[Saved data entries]
══════════

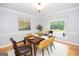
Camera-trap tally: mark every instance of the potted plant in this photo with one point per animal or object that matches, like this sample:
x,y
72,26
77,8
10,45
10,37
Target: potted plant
x,y
39,27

══════════

Return all of the data above line for line with no changes. Leave out the pictures.

• _Response to this exercise_:
Camera-trap tally: mark every instance of the potted plant in this photo with one point per animal or object that matches, like this sample:
x,y
72,26
77,8
10,45
10,37
Target: potted plant
x,y
39,27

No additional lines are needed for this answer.